▸ **What you have to do**
Arrange every line of the records below as a numbered list, skipping blank lines and leaving out the pictures.

[begin Exercise data]

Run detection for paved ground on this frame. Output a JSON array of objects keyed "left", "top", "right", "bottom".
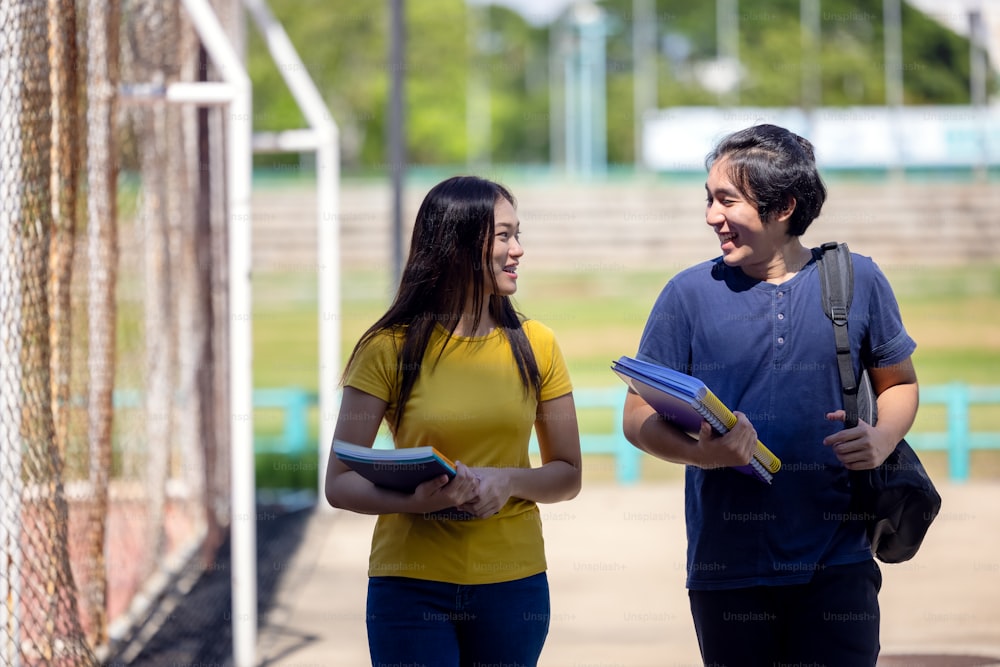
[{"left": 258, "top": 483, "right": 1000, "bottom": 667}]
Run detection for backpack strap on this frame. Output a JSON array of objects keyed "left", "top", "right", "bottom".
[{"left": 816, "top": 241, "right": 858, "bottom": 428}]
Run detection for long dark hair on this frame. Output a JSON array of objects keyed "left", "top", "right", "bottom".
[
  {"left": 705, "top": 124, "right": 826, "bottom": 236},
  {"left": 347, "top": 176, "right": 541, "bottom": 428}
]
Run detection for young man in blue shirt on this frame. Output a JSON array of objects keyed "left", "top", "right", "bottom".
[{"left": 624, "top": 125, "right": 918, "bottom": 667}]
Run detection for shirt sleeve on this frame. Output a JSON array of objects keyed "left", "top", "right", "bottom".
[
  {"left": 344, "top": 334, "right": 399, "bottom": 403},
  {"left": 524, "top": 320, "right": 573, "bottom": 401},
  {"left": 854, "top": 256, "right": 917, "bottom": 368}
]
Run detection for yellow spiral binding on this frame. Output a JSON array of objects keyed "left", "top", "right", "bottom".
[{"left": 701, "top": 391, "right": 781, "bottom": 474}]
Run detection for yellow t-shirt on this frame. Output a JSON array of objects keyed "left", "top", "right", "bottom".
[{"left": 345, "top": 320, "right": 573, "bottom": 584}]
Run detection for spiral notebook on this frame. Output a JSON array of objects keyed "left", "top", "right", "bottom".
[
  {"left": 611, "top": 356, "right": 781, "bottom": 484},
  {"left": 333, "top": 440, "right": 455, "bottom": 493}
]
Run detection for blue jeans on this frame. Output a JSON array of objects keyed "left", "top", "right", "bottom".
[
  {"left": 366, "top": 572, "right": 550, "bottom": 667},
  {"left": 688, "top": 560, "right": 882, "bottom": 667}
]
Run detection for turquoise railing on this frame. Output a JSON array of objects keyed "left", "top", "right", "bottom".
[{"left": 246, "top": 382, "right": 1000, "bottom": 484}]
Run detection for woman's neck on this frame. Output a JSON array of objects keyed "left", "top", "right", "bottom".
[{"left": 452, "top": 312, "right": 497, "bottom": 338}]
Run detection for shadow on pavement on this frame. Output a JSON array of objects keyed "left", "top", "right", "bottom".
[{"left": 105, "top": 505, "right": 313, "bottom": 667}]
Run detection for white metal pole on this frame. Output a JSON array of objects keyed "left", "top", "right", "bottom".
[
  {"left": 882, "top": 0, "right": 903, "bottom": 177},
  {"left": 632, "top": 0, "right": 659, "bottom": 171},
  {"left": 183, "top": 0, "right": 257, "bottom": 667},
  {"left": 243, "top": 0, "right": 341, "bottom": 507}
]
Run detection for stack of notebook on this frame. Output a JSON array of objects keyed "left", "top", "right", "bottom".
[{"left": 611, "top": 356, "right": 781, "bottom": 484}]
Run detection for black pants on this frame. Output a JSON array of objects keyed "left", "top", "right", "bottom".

[end Exercise data]

▸ **Response to the exercise**
1. Run detection for paved ground on this frame. Output a JSON array of objects keyed "left", "top", "right", "bottom".
2. [{"left": 258, "top": 483, "right": 1000, "bottom": 667}]
3. Run detection for backpack strap on this frame. Output a JSON array of objects keyed "left", "top", "right", "bottom".
4. [{"left": 816, "top": 241, "right": 858, "bottom": 428}]
5. Run detection for long dark hair on this frame. Output a JSON array of objects keyed "left", "top", "right", "bottom".
6. [
7.   {"left": 705, "top": 124, "right": 826, "bottom": 236},
8.   {"left": 347, "top": 176, "right": 541, "bottom": 428}
9. ]
10. Run detection for young man in blue shirt on this frame. Output a JSON array of objects keyed "left", "top", "right", "bottom".
11. [{"left": 624, "top": 125, "right": 918, "bottom": 667}]
12. Run detection for shirt sleeve on this frame. Output a JSON array of objects keyed "left", "top", "right", "bottom".
13. [
14.   {"left": 344, "top": 334, "right": 399, "bottom": 403},
15.   {"left": 524, "top": 320, "right": 573, "bottom": 401},
16.   {"left": 854, "top": 256, "right": 917, "bottom": 368}
17. ]
18. Run detection for yellow spiral binding on this frame. Output a JSON array of objects keyed "left", "top", "right", "bottom".
19. [{"left": 701, "top": 391, "right": 781, "bottom": 474}]
20. Run detection for yellow t-shirt on this frame. Output a JSON array of objects keyed "left", "top", "right", "bottom".
21. [{"left": 345, "top": 320, "right": 573, "bottom": 584}]
22. Run detection for spiral notebook on this frame. Output a JSON array of objects keyed "left", "top", "right", "bottom".
23. [
24.   {"left": 611, "top": 356, "right": 781, "bottom": 484},
25.   {"left": 333, "top": 440, "right": 455, "bottom": 493}
26. ]
27. Run detection for blue jeans on this frame. Output a JSON array of objects keyed "left", "top", "right", "bottom".
28. [
29.   {"left": 366, "top": 572, "right": 550, "bottom": 667},
30.   {"left": 688, "top": 560, "right": 882, "bottom": 667}
31. ]
32. Run detection for turquoise railing on this frame. Output a JSON array of objects keyed "left", "top", "right", "bottom".
33. [{"left": 246, "top": 382, "right": 1000, "bottom": 484}]
34. Run detection for woman's neck on this frame. Output a JSON array of objects keyed "left", "top", "right", "bottom".
35. [{"left": 452, "top": 312, "right": 497, "bottom": 338}]
36. Run detection for shadow on pavement on this frame. Output a JSON array of objects keyed "left", "top", "right", "bottom".
37. [{"left": 105, "top": 505, "right": 313, "bottom": 667}]
38. Run detection for white metal pole on this frame. Output a JSON array of objects keyed "left", "top", "right", "bottom".
39. [
40.   {"left": 882, "top": 0, "right": 903, "bottom": 177},
41.   {"left": 632, "top": 0, "right": 659, "bottom": 171},
42.   {"left": 183, "top": 0, "right": 257, "bottom": 667},
43.   {"left": 243, "top": 0, "right": 341, "bottom": 507}
44. ]
45. Run detection for stack of notebook on this frame. Output a JSON array of objects keyed "left", "top", "right", "bottom".
46. [{"left": 611, "top": 356, "right": 781, "bottom": 484}]
47. Run detection for black pants on this frame. Output a JSON array of objects keyed "left", "top", "right", "bottom".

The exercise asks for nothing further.